— RECORDS —
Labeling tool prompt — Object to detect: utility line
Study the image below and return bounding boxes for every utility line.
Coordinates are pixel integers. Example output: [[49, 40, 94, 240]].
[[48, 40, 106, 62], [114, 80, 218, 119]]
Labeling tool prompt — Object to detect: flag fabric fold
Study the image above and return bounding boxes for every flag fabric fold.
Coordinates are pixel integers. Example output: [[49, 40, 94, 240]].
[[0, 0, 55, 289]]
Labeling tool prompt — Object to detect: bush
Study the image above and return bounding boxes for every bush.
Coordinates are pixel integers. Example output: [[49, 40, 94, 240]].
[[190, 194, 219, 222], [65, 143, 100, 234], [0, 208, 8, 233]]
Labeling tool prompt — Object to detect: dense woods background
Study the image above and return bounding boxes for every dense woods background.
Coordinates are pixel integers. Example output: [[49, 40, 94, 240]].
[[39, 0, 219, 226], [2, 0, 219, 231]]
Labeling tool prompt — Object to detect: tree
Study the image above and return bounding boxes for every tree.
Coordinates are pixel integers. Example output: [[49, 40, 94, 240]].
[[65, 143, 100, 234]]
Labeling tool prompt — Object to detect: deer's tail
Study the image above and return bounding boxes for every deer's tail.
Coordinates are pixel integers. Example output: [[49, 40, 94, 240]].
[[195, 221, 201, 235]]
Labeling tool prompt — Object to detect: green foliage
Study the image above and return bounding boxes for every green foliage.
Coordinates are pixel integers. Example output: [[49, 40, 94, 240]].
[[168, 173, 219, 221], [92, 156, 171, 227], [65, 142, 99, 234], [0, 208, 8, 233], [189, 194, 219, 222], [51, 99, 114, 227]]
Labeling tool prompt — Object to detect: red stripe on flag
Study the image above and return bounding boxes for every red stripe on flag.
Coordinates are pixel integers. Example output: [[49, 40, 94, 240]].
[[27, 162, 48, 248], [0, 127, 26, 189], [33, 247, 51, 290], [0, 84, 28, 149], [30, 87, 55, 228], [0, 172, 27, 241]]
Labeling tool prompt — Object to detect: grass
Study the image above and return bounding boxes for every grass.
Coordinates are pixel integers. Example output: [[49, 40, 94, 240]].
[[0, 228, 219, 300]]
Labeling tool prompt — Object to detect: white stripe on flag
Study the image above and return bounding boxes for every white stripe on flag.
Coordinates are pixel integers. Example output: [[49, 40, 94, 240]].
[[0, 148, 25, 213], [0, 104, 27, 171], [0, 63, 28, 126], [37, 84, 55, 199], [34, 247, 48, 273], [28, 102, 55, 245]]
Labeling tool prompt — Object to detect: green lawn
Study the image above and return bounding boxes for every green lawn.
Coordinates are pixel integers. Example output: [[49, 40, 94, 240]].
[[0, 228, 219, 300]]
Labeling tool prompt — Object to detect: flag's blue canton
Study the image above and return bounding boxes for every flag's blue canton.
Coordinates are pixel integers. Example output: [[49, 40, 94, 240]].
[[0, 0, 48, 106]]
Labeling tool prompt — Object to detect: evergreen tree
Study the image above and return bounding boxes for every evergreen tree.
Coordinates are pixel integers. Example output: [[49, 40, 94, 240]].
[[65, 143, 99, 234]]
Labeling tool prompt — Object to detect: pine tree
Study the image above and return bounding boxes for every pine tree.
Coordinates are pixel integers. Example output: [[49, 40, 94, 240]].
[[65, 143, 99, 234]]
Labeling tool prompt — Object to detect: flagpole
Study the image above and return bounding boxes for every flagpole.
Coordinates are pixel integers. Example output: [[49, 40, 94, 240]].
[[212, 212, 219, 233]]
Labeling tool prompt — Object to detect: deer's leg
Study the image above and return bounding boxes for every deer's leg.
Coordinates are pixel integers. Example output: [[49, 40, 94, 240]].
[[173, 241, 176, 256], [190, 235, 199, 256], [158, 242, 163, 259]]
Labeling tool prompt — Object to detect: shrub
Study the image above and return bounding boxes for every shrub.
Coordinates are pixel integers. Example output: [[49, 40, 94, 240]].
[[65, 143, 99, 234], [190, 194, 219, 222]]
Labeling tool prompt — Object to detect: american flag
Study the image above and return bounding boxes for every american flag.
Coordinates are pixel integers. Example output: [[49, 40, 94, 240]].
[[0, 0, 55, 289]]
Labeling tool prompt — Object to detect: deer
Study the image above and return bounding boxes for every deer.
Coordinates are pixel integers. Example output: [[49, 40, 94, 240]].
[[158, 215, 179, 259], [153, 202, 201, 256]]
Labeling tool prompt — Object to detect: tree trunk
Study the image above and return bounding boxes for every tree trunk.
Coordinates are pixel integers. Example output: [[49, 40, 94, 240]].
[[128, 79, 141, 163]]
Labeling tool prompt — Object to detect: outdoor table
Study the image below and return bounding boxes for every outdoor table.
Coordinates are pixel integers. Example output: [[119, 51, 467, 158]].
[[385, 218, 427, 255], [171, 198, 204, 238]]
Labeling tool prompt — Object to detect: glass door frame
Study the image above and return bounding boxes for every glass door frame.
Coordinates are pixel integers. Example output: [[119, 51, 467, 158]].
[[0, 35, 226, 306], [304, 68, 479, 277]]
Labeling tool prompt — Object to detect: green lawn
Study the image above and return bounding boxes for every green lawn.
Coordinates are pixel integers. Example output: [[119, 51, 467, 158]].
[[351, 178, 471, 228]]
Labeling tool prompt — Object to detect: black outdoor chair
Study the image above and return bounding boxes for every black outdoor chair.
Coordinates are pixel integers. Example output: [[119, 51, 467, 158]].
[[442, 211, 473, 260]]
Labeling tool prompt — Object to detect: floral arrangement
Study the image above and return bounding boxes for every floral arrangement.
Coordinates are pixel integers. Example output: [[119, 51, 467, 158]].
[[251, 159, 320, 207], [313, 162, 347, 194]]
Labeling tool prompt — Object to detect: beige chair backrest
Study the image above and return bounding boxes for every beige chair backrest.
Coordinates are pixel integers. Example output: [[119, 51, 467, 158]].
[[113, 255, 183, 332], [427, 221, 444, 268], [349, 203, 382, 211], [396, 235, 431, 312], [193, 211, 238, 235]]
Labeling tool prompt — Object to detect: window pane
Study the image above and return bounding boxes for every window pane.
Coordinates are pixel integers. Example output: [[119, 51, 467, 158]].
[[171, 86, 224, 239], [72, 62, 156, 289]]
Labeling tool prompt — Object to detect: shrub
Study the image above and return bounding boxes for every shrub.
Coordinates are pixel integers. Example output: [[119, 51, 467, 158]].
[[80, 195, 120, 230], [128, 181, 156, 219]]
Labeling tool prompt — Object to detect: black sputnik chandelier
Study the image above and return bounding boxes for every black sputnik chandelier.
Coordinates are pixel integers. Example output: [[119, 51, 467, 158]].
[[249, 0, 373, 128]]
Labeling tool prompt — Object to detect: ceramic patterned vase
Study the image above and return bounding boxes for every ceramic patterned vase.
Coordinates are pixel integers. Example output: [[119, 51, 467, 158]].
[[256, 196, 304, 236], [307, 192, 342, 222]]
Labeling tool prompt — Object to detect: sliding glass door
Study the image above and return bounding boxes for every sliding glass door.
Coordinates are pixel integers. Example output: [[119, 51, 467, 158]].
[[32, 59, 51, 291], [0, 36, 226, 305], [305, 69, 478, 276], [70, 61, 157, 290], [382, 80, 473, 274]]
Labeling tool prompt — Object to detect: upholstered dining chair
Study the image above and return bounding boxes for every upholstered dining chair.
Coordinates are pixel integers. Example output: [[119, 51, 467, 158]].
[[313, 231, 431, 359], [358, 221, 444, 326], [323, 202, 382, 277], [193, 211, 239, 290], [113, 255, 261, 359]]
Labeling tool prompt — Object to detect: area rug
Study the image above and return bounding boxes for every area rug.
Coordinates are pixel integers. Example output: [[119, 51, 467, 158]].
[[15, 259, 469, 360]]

— YOUR OBJECTIVE —
Reproduce verbatim the lines in the records above, from the line containing "Labeling tool prompt — Object to detect: bush" through the line containing "[[195, 221, 201, 235]]", both included.

— COMPLETE ANSWER —
Labeling tool prompt — Object to detect: bush
Study the image above and return bounding boxes for every bush.
Coordinates are pixel integers. Example output: [[49, 40, 94, 240]].
[[190, 194, 219, 222], [65, 143, 100, 234], [0, 208, 8, 233]]
Labeling tool prompt — Object to detect: dense woods background
Study the image above and return bounding boxes for every dense woods background.
Coordinates are pixel integers. Example output: [[49, 40, 94, 240]].
[[39, 0, 219, 226], [2, 0, 219, 231]]
Labeling tool prompt — Object to detect: tree
Study the image above and return bounding boxes for every tree.
Coordinates are pixel integers. Example output: [[49, 40, 94, 240]].
[[65, 143, 100, 234]]
Labeling tool prompt — Object to detect: deer's tail
Study the image above and return bounding boxes for every deer's tail.
Coordinates are pixel integers. Example output: [[49, 40, 94, 240]].
[[195, 221, 201, 235]]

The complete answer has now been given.